** Start RECORDS FOR THIS EXERCISE **
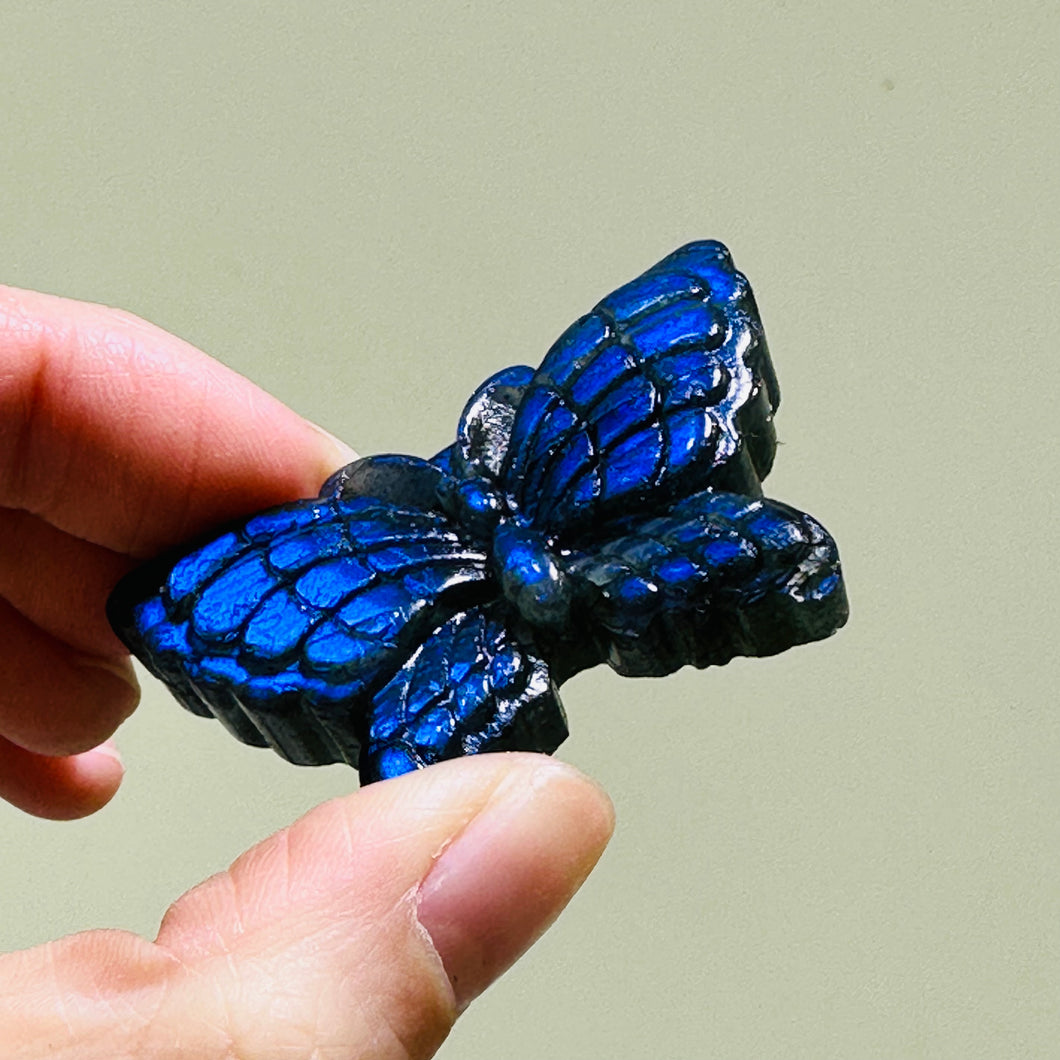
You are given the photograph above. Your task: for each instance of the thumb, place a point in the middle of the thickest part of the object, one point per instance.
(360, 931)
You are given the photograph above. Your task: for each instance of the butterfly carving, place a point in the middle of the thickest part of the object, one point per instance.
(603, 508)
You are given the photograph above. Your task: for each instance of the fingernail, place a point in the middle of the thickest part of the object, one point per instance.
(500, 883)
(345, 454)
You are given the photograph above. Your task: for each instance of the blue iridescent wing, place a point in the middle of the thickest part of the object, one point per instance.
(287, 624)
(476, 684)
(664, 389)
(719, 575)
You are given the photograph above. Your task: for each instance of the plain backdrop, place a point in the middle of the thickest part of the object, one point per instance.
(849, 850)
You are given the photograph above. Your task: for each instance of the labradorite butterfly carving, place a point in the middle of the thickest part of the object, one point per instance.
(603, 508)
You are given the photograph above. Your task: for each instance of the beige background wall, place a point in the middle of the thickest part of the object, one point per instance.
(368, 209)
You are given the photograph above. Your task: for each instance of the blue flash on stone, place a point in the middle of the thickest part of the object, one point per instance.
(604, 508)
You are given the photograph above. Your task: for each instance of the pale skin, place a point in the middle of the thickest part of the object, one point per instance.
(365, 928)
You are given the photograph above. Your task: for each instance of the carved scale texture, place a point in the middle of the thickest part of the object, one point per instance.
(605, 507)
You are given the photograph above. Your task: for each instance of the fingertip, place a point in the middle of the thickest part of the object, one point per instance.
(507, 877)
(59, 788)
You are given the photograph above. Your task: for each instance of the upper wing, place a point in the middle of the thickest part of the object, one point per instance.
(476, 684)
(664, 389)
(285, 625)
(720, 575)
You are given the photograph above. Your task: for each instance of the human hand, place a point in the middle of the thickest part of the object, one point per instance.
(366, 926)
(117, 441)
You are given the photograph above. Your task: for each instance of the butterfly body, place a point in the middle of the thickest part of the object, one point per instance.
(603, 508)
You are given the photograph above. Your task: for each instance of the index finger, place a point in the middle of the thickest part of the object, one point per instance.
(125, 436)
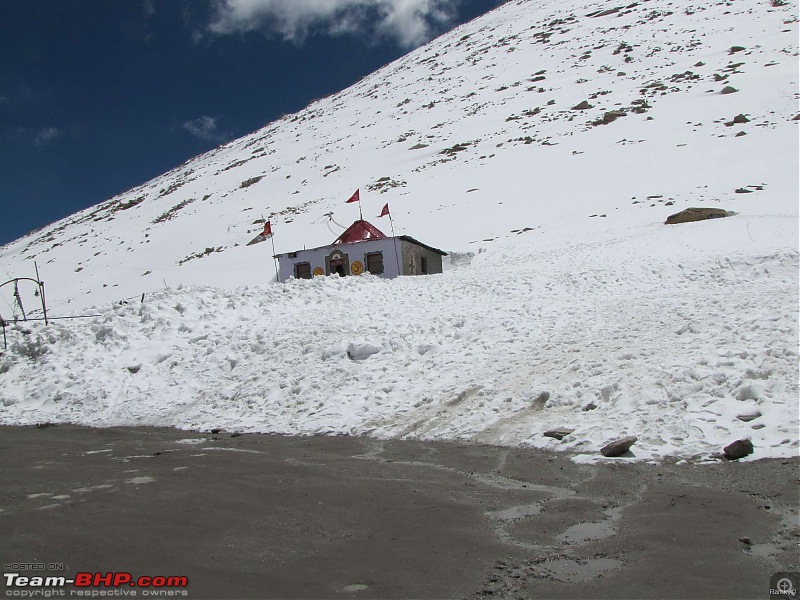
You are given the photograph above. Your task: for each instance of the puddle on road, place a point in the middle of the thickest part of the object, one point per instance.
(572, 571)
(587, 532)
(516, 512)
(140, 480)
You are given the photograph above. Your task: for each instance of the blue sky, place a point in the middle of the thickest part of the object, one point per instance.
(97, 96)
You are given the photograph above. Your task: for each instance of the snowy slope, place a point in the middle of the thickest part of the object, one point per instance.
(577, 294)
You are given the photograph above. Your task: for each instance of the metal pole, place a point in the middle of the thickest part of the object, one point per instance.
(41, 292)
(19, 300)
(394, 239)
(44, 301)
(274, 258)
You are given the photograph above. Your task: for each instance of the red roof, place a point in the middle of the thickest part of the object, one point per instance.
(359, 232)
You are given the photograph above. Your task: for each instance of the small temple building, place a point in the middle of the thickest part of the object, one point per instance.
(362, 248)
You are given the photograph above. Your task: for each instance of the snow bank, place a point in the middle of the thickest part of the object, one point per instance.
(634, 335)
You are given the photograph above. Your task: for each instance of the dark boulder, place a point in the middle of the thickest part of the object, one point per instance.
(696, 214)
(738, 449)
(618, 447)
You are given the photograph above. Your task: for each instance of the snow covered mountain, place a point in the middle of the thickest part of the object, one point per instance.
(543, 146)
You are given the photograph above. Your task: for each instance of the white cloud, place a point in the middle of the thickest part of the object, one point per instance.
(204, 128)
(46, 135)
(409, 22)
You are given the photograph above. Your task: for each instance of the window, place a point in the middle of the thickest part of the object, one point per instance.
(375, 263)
** End RECORDS FOR THIS EXERCISE **
#### PROBLEM TO WORK ON:
Rewrite all the records above as a numbered list, skipping any blank lines and leaving out the pictures.

#### EXPECTED ANSWER:
1. You are given the photograph above. Your task: for each instance of the thumb, place a point in the middle of the thickest part of the object, one point per instance.
2. (360, 931)
3. You are given the photograph above. Your task: for each instance of the butterfly carving, place a point in the middle of the thickest part of the object, one point per instance.
4. (603, 508)
5. You are given the photograph above. Your task: for each instance of the fingernail, place a point in the middle of the thickest part of the object, one point per instance.
6. (500, 883)
7. (345, 454)
8. You are given the photograph above. Your task: for each instance of the blue iridescent wing, place a point in the middle of the thickest part of the object, one point per instance.
9. (287, 624)
10. (476, 684)
11. (664, 389)
12. (719, 575)
13. You are given the photograph above. Your task: for each instance of the plain backdrop, place a point in the middle of the thickest part of the object, one point per instance.
14. (849, 850)
15. You are given the photograph above. Your task: for each instance of the labradorite butterfly carving, place a point in the middle of the thickest part of the object, one point per instance.
16. (603, 508)
17. You are given the photograph above. Your task: for each instance of the beige background wall, place a point in the middle of the thickest part of the object, one point per instance.
18. (368, 209)
19. You are given the photograph above. Your task: for each instance of the blue flash on stone, place a point in the middle of the thickest part of the object, one point per instance.
20. (604, 508)
21. You are given the photograph above. Your task: for each instance of the pale skin, place a point in the middle of the thickest part of the object, one point per instance.
22. (365, 928)
23. You are given the photograph above. Your task: for each instance of the carved scale texture, place a point in the middle of the thickest part of the object, one point per instance.
24. (605, 507)
25. You are given the photograph above. Your task: for each instance of the fingertip, place a point in the middle of the thickest part of the object, one point per instance.
26. (507, 877)
27. (59, 788)
28. You are given the photograph above. Your task: for each instance of the upper wing, place a point in the middle of the thickest part of the object, one point per instance.
29. (476, 684)
30. (664, 389)
31. (285, 625)
32. (720, 575)
33. You are given the photograph above. Your task: for each instance of the human hand, place a point in the middle of the thickest part of the object, one point per instance.
34. (366, 926)
35. (117, 441)
36. You are given the photograph above. Your task: for each instance of the butterfly body, place a point in the middle of the thickest part of the object, one point per instance.
37. (603, 508)
38. You are given the photograph above. Your task: for each instance of the index finger, place a point in the middle of the thickest part of the object, one point per instance.
39. (125, 436)
40. You are given the photograph above. Your task: for each instance of the puddle on road, place a point in the middle of the thickest part of the object, one point per instance.
41. (572, 571)
42. (587, 532)
43. (516, 512)
44. (140, 480)
45. You are given the photograph above. Your task: for each instance of the blue sky, place a point in the middle of the thickest part of the object, one point per instance.
46. (97, 96)
47. You are given the photograph above. Your task: for each instance of the snowy slope, place a point in the middle of the thickest part of the object, one point per instance.
48. (577, 294)
49. You are given the photograph above. Your task: for each instance of the metal pole, place a point in the middle of the thickest part of the object, one point per instance.
50. (41, 292)
51. (19, 300)
52. (394, 239)
53. (44, 301)
54. (274, 258)
55. You are given the photograph above. Your task: for each instance of the red roof, place a point in the middle of the thickest part of the object, one point per instance.
56. (359, 232)
57. You are given the photograph above. Your task: for each instance of the small temple building, place a point in the middle of the thickest part of the object, one point per instance.
58. (362, 248)
59. You are given the photograph above. Your task: for each instance of the snow bank, place a point in the middle of the thickest part of the object, one point per instance.
60. (634, 335)
61. You are given the photograph above. Your task: for each instance of the dark boulder, place a point in the middle of the thickest part of the object, one point per instance.
62. (696, 214)
63. (738, 449)
64. (618, 447)
65. You are given the photograph above. Your task: for each instance of the snow covered mountain, place a point in the middle of the thickest part of the object, one point per instance.
66. (543, 146)
67. You are given the photograph above. Your task: for each instance of the white cloud, place a point in the middle of the thickest part of the object, one point per instance.
68. (204, 128)
69. (46, 135)
70. (409, 22)
71. You are given the photograph above. Your task: for each instance of the window, place a point in the middle of the thickest part of the object, one point per instance.
72. (375, 263)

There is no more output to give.